DIRECTIONS FOR THIS TASK → Would you reproduce all of the entries below, character for character?

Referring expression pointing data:
[Start of Attachment]
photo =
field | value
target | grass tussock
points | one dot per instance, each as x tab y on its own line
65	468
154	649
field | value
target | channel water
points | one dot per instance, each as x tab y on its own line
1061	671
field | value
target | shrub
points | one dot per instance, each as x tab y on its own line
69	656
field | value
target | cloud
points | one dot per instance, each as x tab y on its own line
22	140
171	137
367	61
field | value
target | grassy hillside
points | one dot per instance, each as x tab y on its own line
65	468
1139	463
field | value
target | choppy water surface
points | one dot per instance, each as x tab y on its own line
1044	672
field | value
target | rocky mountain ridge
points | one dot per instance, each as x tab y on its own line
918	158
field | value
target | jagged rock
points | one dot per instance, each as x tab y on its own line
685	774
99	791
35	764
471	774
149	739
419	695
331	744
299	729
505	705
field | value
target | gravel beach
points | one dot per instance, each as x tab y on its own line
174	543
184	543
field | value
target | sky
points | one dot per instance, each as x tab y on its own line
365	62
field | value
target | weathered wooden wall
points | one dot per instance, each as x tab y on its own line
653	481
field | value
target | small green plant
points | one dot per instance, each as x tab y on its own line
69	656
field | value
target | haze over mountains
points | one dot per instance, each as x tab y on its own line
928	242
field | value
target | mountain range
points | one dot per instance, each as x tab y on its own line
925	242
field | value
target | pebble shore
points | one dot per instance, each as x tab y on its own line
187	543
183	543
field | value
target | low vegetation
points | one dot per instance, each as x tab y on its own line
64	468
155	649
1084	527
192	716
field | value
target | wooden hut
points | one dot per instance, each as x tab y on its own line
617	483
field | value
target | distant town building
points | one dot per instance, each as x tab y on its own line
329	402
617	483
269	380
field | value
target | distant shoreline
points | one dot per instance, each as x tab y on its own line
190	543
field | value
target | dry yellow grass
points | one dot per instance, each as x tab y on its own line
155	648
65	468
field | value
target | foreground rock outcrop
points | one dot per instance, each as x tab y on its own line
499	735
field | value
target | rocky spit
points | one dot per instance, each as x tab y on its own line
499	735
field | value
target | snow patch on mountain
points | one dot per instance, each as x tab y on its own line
[End of Attachment]
ANSWER SECTION →
photo =
field | value
target | grass tussock
points | one dot per instance, each as x tab y on its own line
65	468
154	649
field | value
target | channel water
points | one dot per instance, each as x tab y on its own line
1061	671
field | value
target | shrub
points | one dot per instance, each as x tab y on its own line
69	656
field | value
target | cloud
points | one dot per instance, each as x tab y on its own line
22	140
171	137
367	61
field | value
target | grassy hillside
points | one dot per instance, each as x tab y on its own line
65	468
1139	463
field | value
target | choppy water surface
points | one dot per instance, each as x tab y on its own line
1044	672
field | value
target | rocky mountain ridge
points | one dot per instance, each as x tab y on its own line
918	158
field | value
target | jagged rock
points | one dot per instance, each as x tab y on its own line
685	774
99	791
35	764
471	774
149	739
419	695
331	744
299	729
505	705
field | value
target | gravel beach
points | one dot per instance, each as x tab y on its own line
174	543
184	543
field | value
target | sky
points | one dot per instance, each as x tab y on its own line
365	62
field | value
target | weathered wooden wall
points | one dot per instance, each as x tab y on its own line
653	481
field | value
target | small green plant
points | one dot per instance, each as x tab y on its own line
69	656
field | value
target | haze over mountains
points | one dot per instance, each as x tab y on its own line
928	242
field | value
target | mountain range
points | one dot per instance, each as x tab y on its own line
925	242
field | value
target | pebble shore
points | one dot per instance, each as x tab y on its own line
187	543
183	543
field | value
target | low vegetation
points | one dot per instance, each as x tab y on its own line
64	468
155	649
1084	527
192	716
field | value
target | wooden hut
points | one dot per instance, each as x tab y on its own line
617	483
field | value
target | distant town building
points | one dot per instance, each as x tab y on its own line
329	402
617	483
269	380
field | value
target | distant shoreline
points | one dot per instance, each as x tab y on its own line
190	543
field | value
target | dry yellow grass
points | one dot per instance, each as x tab y on its own line
155	648
65	468
field | value
target | foreground rock outcrop
points | one dot per instance, each as x tab y on its own line
499	735
field | value
target | rocky spit
points | one dot per instance, each as x tab y on its own line
499	735
field | value
target | snow patch on mountain
points | one dot per instance, each as x tab y on its own line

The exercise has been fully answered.